## OBJECTIVE
Set out the records below, from the first line up to and including the line with "[[160, 130]]", as a Markdown table with the columns Row and Line, giving each line a row number and skipping blank lines. Leave the pictures out.

[BEGIN RECORDS FOR THIS TASK]

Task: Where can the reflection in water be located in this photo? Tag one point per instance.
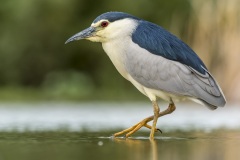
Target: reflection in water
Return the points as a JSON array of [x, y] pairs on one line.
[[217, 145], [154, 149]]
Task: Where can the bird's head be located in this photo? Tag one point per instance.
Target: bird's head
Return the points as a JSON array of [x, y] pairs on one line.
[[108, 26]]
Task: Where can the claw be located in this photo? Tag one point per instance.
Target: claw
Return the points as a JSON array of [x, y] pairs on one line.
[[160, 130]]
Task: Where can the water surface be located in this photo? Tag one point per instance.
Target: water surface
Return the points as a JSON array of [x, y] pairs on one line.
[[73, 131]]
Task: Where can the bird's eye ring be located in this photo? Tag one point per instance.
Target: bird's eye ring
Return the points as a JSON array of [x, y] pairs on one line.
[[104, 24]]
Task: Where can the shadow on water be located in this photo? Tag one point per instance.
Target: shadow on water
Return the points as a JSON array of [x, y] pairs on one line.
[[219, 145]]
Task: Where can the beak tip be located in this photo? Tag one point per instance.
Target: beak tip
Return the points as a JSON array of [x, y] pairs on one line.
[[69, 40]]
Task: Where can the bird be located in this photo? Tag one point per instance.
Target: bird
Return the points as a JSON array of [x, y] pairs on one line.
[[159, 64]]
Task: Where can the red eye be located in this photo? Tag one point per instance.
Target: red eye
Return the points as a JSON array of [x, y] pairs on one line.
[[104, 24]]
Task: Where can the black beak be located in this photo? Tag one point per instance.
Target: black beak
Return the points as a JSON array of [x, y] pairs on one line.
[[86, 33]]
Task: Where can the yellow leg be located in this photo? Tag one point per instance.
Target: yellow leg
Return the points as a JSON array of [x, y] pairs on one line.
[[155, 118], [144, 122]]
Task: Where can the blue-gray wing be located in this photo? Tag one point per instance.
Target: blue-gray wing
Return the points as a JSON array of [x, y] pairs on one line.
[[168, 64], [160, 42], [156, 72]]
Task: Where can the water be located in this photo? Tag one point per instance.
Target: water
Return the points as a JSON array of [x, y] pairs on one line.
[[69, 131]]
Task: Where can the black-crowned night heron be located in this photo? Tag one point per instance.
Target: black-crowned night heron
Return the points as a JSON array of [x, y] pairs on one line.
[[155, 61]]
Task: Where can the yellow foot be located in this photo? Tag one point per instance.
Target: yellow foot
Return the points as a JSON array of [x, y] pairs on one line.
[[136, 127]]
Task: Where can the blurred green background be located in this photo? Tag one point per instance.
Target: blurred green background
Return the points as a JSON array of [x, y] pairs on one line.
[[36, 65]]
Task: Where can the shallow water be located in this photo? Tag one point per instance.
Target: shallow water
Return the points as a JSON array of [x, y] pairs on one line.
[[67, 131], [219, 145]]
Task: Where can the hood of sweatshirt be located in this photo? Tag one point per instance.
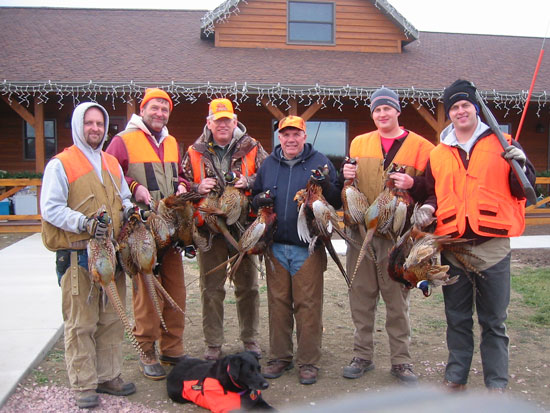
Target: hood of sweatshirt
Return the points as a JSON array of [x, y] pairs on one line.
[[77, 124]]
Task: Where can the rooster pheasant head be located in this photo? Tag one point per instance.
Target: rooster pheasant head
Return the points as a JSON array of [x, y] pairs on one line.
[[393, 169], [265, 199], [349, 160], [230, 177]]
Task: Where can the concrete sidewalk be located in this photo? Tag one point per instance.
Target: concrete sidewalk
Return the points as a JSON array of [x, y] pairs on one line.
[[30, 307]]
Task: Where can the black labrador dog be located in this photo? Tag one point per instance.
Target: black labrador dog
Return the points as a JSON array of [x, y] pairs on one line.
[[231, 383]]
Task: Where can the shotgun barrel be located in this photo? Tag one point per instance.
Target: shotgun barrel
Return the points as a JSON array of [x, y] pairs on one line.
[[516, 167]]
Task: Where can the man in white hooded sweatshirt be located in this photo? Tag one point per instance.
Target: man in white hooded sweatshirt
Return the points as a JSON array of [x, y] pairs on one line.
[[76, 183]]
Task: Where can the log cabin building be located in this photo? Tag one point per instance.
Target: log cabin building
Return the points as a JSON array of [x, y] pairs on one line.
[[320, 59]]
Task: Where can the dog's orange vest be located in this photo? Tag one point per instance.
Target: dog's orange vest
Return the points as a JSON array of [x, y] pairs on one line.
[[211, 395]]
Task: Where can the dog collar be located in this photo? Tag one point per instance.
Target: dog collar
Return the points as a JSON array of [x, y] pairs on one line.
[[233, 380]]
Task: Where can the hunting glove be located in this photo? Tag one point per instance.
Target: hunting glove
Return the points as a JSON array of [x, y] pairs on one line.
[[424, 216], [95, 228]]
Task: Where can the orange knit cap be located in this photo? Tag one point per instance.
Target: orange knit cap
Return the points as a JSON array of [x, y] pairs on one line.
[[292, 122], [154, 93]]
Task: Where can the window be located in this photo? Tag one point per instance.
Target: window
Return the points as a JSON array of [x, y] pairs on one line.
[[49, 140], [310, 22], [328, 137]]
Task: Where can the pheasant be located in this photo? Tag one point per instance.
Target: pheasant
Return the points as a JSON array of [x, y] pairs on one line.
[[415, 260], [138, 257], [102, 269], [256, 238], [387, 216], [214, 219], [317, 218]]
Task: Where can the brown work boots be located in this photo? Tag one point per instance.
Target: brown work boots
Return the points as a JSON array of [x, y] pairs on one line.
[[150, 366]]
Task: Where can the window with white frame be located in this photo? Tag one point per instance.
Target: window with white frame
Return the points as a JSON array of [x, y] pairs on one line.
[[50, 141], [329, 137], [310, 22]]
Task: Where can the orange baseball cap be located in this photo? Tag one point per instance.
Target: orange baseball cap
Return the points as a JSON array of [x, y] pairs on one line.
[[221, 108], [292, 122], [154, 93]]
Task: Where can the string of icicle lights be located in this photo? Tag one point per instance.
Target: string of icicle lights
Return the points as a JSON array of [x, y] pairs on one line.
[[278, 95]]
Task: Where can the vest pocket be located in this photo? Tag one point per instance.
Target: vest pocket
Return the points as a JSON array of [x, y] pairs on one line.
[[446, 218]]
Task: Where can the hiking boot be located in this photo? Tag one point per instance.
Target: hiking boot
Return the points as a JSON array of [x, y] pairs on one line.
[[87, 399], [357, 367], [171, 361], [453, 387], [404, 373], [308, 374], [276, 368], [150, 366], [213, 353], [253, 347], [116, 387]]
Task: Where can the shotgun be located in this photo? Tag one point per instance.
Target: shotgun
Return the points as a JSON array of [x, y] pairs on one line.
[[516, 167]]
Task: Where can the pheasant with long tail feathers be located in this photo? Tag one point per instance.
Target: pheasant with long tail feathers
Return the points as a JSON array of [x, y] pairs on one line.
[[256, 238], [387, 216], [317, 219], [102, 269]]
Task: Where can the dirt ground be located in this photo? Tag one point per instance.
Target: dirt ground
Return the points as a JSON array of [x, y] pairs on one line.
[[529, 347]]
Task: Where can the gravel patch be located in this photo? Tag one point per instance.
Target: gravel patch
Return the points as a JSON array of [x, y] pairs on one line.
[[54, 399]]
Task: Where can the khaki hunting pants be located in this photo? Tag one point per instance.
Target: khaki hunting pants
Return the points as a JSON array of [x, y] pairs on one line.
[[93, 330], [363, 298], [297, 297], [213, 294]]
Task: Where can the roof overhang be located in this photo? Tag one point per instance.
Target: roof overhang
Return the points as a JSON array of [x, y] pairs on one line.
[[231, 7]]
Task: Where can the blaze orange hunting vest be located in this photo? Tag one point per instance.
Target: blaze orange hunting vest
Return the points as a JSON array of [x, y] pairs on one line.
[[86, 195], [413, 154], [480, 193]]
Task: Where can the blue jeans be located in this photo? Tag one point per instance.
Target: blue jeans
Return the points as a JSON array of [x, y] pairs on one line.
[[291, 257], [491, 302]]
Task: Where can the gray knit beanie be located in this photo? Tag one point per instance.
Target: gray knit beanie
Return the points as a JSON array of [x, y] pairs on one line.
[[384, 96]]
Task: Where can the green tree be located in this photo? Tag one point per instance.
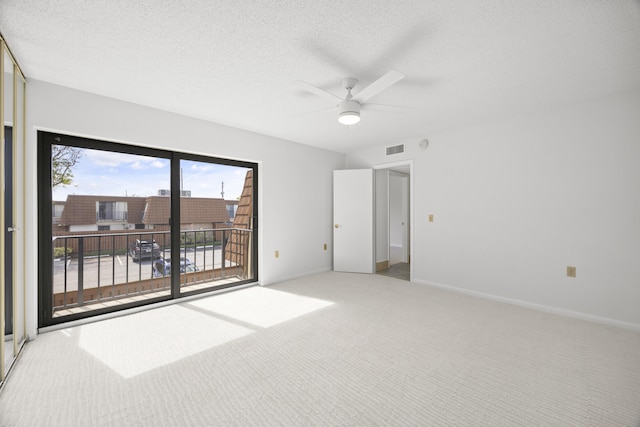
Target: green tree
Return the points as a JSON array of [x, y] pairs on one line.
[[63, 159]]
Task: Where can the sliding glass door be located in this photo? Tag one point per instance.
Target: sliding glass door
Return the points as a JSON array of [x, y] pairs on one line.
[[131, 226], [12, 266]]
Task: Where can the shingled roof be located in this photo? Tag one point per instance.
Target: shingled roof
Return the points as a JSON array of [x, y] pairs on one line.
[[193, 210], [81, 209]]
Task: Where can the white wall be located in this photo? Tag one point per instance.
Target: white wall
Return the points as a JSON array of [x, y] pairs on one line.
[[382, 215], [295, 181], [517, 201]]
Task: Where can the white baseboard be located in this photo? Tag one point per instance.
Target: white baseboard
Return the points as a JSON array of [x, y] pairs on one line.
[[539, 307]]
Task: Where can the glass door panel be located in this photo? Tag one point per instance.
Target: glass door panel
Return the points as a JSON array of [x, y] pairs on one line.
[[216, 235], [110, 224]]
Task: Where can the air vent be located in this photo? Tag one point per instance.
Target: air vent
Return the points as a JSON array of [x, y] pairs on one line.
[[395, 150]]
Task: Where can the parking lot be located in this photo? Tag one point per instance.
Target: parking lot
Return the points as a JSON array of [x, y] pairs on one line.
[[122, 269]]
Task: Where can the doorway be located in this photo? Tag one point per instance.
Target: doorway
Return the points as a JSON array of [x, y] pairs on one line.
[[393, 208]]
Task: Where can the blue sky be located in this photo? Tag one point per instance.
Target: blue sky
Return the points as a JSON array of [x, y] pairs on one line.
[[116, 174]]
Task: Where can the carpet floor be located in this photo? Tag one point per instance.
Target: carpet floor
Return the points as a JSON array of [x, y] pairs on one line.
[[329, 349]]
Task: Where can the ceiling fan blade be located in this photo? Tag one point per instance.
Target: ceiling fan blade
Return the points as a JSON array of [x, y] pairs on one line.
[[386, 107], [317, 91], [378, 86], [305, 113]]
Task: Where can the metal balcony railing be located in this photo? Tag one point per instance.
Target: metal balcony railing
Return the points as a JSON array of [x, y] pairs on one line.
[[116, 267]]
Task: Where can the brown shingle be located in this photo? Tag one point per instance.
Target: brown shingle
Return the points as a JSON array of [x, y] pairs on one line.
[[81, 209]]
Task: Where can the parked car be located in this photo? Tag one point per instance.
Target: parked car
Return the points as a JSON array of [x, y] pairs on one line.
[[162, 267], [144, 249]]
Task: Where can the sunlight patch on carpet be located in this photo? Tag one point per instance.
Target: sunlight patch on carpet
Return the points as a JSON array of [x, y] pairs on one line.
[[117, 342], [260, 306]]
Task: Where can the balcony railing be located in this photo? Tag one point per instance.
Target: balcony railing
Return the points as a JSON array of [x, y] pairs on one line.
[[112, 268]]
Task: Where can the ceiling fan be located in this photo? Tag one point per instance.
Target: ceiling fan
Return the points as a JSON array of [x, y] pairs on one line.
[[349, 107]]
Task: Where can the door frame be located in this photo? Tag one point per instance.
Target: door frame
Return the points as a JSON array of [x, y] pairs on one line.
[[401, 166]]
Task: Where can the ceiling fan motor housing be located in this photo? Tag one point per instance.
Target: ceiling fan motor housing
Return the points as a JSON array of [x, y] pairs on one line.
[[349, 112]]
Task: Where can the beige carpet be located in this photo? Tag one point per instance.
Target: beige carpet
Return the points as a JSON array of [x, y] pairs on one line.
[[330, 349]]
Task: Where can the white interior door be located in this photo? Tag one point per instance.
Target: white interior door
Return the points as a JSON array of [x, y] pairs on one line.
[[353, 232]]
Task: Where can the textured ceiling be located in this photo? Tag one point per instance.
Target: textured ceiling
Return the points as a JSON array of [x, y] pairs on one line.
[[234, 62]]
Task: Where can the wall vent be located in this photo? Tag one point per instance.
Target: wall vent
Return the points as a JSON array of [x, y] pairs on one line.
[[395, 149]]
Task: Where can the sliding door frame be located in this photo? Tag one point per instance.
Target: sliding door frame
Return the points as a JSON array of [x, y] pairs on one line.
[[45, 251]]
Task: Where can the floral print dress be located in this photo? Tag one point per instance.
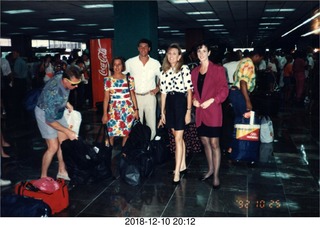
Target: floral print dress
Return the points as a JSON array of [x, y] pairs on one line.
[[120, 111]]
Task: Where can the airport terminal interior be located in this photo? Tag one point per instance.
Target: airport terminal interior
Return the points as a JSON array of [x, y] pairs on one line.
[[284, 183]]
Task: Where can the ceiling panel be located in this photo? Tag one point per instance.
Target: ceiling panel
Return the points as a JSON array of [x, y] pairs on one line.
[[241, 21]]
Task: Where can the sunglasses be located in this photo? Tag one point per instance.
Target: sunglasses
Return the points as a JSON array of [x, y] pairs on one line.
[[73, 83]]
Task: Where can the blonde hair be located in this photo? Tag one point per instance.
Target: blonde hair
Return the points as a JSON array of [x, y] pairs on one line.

[END RECORDS FOR THIS TASK]

## WRITTEN SOLUTION
| Row | Line |
|---|---|
| 1 | Task: Where can the reflection in water be located in this photo? Tag one point per instance. |
| 2 | Target: reflection in water |
| 3 | Return the points as a JSON array of [x, y] pairs on one line. |
| 4 | [[217, 145], [154, 149]] |
| 5 | Task: Where can the bird's head be located in this photo? Tag one point per instance. |
| 6 | Target: bird's head |
| 7 | Return the points as a JSON array of [x, y] pairs on one line. |
| 8 | [[108, 26]] |
| 9 | Task: Where can the claw be located in this photo? Tag one point per instance. |
| 10 | Target: claw |
| 11 | Return the points as a JSON array of [x, y] pairs on one line. |
| 12 | [[160, 130]] |